>>>>
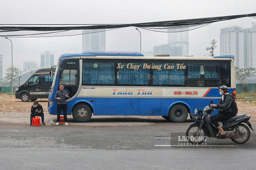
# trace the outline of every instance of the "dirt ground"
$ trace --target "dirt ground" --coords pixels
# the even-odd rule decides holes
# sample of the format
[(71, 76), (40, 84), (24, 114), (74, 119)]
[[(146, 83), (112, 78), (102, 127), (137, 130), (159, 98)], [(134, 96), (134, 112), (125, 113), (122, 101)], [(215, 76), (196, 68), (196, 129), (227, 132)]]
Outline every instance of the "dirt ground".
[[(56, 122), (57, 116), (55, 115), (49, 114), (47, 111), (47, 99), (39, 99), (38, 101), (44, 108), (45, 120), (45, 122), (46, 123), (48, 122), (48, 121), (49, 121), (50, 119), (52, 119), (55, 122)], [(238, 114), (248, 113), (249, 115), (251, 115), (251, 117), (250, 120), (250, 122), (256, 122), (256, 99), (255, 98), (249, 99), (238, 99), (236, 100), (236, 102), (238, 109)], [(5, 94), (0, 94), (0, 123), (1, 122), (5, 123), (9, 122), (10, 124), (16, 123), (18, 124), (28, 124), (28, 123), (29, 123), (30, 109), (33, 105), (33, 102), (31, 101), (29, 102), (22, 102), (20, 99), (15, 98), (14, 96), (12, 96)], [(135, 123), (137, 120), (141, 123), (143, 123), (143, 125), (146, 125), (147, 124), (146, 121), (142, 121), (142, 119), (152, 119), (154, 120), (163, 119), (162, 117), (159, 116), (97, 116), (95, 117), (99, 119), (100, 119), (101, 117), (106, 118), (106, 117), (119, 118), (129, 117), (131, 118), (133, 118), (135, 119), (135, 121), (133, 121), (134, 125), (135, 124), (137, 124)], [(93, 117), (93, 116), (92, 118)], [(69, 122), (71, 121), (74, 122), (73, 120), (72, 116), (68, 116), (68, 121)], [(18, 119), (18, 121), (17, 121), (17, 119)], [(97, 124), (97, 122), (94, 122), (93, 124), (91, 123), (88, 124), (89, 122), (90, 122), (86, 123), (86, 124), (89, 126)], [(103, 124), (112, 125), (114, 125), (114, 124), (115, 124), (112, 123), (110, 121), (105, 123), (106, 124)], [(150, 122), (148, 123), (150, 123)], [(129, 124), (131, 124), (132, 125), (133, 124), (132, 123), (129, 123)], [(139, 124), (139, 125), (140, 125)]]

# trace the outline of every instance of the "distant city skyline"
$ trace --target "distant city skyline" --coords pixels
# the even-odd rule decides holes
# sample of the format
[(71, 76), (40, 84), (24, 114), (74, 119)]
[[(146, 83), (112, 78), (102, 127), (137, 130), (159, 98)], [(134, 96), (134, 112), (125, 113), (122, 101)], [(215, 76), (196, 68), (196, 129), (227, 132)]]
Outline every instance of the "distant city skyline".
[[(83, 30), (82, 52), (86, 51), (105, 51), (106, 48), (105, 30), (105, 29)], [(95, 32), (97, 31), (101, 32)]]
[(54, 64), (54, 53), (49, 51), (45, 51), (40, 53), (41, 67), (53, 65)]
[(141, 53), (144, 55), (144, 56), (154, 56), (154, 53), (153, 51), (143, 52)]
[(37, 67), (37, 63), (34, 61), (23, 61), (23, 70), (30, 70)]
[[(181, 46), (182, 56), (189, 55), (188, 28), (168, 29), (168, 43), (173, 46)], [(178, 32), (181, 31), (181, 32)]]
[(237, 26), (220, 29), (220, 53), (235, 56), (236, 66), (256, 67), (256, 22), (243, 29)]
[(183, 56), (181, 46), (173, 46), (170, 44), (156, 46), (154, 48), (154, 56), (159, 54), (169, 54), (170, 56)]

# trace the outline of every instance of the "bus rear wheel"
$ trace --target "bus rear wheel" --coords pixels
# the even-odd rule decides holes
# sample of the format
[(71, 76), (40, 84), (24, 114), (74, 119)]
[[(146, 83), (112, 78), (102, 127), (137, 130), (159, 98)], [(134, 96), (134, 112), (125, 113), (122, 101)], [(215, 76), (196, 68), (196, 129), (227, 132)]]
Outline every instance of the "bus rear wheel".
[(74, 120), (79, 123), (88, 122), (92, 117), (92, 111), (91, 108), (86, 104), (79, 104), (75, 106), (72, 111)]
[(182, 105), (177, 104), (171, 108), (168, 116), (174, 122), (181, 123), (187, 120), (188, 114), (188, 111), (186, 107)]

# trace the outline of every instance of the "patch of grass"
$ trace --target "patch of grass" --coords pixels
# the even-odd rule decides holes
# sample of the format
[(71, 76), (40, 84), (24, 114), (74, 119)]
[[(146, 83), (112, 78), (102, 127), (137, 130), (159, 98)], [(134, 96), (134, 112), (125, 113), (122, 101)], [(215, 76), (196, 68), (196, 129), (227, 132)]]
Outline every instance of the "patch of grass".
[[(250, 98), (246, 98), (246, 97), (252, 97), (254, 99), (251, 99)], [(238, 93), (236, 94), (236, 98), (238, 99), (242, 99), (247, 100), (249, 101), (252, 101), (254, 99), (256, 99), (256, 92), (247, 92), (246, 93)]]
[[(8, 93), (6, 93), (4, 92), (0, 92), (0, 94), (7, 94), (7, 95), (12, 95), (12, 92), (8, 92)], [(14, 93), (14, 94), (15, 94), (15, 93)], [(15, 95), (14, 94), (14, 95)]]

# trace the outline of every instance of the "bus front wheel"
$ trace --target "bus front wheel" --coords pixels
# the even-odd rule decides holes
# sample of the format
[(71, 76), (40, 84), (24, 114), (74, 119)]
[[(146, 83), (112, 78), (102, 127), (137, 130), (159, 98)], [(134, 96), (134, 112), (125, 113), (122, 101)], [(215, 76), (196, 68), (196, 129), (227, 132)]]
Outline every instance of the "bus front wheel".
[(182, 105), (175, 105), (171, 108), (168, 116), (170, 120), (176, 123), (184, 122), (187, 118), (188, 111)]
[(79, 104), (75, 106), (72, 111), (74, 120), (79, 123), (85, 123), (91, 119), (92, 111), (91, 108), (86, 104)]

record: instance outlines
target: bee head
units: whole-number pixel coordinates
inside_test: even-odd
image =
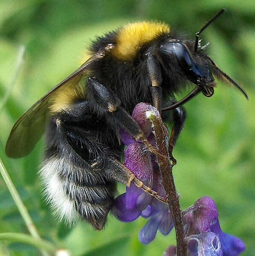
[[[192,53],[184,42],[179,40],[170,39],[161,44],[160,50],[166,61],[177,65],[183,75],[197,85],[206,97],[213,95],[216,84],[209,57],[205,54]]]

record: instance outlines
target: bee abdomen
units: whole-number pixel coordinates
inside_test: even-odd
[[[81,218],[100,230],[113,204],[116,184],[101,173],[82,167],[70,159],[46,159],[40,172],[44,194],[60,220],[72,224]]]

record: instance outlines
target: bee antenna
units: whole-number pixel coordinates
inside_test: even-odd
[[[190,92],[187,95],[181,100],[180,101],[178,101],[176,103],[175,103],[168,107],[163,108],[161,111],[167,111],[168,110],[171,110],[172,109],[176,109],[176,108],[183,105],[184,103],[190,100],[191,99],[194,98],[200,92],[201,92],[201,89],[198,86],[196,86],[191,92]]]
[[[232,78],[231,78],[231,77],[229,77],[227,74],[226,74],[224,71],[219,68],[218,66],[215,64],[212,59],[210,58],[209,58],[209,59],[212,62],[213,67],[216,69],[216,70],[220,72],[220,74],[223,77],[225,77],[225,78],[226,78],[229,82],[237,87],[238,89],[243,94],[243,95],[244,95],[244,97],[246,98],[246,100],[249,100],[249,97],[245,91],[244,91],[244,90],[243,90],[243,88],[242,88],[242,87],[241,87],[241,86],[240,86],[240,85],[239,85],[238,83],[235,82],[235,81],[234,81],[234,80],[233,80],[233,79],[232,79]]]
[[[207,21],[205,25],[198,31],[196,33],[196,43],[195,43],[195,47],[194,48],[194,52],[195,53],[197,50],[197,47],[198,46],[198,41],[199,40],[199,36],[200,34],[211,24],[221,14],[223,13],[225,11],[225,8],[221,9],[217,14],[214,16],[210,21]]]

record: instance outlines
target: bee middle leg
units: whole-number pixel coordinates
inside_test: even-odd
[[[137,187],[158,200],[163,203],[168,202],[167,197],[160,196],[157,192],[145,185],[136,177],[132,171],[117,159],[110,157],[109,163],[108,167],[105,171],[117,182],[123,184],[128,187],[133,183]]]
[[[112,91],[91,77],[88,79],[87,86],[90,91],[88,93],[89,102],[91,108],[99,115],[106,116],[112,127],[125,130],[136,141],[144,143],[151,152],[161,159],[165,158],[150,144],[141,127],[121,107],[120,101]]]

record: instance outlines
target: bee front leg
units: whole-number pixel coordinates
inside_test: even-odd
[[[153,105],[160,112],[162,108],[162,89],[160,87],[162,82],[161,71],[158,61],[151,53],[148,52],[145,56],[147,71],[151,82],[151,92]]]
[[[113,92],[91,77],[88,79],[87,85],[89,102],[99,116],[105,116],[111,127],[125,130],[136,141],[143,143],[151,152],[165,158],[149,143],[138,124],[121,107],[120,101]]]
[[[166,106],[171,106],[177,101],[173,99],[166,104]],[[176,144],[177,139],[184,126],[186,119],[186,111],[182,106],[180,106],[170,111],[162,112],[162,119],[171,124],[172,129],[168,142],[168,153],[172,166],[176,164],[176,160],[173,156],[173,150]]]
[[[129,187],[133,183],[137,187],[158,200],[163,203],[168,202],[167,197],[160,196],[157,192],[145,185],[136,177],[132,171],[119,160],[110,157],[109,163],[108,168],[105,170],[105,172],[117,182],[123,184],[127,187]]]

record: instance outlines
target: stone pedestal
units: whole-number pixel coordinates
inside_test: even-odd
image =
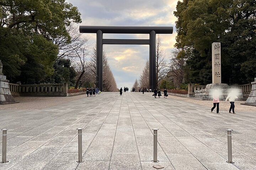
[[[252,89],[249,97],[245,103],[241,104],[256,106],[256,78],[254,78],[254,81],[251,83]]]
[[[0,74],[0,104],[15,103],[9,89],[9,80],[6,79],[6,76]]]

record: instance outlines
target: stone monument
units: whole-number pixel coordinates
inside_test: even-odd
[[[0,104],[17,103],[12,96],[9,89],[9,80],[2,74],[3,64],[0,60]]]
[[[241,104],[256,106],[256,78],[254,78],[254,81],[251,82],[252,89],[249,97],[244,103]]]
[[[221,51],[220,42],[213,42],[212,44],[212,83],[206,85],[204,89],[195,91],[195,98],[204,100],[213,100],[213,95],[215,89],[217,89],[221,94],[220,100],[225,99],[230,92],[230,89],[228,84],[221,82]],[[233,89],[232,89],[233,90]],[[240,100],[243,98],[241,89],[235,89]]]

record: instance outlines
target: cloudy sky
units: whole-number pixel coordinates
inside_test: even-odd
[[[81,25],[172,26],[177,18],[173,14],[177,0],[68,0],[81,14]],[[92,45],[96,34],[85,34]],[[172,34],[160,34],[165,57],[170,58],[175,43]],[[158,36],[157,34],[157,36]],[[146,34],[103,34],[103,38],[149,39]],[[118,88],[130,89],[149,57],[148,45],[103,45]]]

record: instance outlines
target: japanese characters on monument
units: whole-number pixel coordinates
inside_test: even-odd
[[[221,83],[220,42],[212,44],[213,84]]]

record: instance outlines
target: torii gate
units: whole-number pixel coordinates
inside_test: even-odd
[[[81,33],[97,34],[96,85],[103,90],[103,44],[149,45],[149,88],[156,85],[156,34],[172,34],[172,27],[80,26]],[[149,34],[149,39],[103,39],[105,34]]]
<<<<
>>>>
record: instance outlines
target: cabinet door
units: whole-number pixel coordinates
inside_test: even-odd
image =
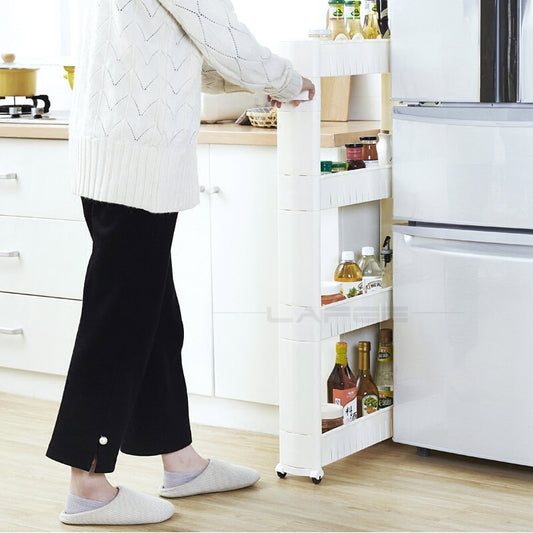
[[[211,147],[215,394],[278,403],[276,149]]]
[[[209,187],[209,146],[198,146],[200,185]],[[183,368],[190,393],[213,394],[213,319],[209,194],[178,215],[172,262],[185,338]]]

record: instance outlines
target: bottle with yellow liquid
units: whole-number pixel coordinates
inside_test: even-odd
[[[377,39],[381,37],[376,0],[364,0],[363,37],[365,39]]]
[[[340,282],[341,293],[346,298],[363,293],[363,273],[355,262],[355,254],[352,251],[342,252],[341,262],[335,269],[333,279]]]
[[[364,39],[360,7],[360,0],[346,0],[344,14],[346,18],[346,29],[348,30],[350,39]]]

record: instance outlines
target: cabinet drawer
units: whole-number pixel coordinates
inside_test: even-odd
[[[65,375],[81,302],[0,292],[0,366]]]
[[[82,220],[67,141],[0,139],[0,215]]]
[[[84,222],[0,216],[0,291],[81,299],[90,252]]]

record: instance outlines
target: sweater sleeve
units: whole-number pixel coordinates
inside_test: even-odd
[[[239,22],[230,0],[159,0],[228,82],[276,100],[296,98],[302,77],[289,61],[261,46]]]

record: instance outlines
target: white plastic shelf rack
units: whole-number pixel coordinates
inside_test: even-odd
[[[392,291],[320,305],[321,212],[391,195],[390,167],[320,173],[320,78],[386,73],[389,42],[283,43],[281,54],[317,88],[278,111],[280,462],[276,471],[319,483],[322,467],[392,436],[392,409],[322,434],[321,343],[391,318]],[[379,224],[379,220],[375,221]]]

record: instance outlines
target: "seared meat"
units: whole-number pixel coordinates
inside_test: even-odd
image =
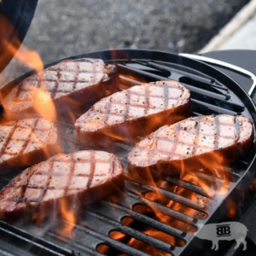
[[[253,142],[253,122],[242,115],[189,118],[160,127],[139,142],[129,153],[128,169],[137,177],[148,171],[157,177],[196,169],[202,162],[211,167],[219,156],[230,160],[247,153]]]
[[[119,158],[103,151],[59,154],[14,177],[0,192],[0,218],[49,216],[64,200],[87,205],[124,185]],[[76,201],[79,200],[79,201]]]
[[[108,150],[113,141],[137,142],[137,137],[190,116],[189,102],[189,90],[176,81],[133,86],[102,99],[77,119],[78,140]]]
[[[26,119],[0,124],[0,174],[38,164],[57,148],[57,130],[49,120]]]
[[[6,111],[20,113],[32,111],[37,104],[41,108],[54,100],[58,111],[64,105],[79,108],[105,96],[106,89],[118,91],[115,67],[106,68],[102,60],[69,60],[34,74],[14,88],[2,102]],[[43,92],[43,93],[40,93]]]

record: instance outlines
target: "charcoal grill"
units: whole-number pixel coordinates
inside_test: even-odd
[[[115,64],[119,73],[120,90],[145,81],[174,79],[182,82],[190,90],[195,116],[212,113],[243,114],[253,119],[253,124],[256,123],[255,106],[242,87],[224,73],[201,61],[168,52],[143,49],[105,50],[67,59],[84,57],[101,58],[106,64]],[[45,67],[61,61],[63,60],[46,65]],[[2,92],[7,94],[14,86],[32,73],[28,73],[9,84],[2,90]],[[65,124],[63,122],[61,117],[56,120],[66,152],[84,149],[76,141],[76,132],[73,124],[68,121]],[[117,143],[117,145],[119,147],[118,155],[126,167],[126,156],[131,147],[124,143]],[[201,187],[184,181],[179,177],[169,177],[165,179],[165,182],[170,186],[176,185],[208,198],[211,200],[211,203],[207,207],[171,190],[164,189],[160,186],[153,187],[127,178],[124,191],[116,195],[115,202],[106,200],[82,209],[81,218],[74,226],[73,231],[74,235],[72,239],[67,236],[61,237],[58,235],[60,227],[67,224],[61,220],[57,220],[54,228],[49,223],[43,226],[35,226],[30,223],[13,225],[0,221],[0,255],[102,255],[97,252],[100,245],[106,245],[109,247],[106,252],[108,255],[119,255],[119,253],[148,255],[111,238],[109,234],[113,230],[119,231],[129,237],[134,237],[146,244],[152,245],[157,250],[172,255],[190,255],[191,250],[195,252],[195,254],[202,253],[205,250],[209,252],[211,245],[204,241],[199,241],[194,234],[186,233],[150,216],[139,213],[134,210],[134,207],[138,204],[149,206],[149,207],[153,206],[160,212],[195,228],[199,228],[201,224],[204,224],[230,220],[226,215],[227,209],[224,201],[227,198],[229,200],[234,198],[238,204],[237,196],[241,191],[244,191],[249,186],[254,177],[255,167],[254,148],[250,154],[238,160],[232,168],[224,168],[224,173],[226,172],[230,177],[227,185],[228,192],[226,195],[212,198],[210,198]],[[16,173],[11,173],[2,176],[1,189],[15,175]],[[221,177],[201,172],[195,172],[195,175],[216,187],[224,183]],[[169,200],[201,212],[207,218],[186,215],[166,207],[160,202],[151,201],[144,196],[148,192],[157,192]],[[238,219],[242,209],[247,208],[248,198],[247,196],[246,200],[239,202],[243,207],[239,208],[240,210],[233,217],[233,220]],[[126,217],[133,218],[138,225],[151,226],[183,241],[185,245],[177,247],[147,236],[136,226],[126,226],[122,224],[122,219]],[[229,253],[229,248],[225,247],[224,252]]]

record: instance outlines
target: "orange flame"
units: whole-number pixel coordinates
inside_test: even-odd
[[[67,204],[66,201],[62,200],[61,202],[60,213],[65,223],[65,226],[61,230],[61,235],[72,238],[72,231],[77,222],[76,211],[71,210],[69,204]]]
<<<<
## [Compito assegnato]
Per favore, mostra ogni riga del materiale che contiene la parola "dirt". Maiuscole e minuscole vanno rispettate.

## [La risposta]
# trace the outline of every instance of the "dirt ground"
$ trace --target "dirt ground" --coords pixels
Outline every instance of the "dirt ground".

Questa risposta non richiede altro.